Transcribe every line of the listing below word for word, leaving nothing out.

··· DATA LISTING ···

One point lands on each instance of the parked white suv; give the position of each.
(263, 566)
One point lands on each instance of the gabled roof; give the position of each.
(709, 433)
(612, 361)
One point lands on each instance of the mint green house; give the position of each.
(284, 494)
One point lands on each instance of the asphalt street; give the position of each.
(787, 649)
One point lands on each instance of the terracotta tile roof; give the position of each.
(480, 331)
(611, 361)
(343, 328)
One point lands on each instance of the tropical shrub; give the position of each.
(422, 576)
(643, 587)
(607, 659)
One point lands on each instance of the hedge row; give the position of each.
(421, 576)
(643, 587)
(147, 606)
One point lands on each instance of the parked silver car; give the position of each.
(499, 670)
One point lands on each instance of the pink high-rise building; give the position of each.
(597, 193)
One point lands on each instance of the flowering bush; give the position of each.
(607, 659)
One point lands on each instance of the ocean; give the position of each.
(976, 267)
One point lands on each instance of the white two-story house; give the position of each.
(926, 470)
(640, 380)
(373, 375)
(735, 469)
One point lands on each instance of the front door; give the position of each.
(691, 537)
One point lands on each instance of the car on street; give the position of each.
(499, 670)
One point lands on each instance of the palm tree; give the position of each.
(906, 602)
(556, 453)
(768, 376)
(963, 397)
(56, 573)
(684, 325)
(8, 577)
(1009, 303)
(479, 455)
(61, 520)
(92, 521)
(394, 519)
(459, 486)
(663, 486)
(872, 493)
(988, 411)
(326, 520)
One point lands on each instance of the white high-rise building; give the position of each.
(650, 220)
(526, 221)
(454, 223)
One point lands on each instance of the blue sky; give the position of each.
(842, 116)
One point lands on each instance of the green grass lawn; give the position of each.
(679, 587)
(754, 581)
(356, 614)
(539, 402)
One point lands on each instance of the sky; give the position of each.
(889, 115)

···

FINAL RESULT:
One point lands on each instance of the parked white suv; give the position of each.
(263, 566)
One point lands on each instance of the gabled roof; give the position of each.
(709, 433)
(612, 361)
One point lands on each instance of the mint green house; give the position of each.
(284, 494)
One point lands on each instance of the asphalt street; give the position of each.
(787, 649)
One point lands on each instance of the terracotta tile roof; give the position of each.
(480, 331)
(611, 361)
(343, 328)
One point lands on each instance of the tropical shrub; give the position of each.
(422, 576)
(643, 587)
(607, 659)
One point lands on each instance of the hedge row; give the position of each.
(421, 576)
(643, 587)
(147, 606)
One point lands on each instance of the parked silver car; give the position of each.
(499, 670)
One point lands on each instance of the pink high-rise building; give the position of each.
(597, 193)
One point lands on each instance of the flowering bush; give the position of each.
(607, 659)
One point lands on each instance of the ocean; give the position of each.
(976, 267)
One point lands on each instance of the white two-story house; give the position of each.
(926, 470)
(640, 380)
(373, 375)
(735, 469)
One point lands on each instance of the front door; give the position of each.
(691, 537)
One point lands on each instance of the car on street; give the position of each.
(499, 670)
One point lands on each instance of the palm tree; give the position of each.
(906, 602)
(556, 453)
(768, 376)
(963, 397)
(56, 573)
(684, 325)
(8, 577)
(1009, 303)
(479, 455)
(61, 520)
(92, 521)
(394, 519)
(459, 486)
(663, 486)
(872, 493)
(988, 411)
(326, 520)
One point lands on each instance of the white high-rise building; give the position of each.
(650, 220)
(526, 221)
(454, 223)
One point lands on each instance of the blue sky; give the position of each.
(842, 116)
One point lands on each instance of the green grass lawn; give the position of each.
(679, 587)
(754, 581)
(356, 614)
(539, 402)
One point lands on each instance of the sky; give the position of each.
(889, 115)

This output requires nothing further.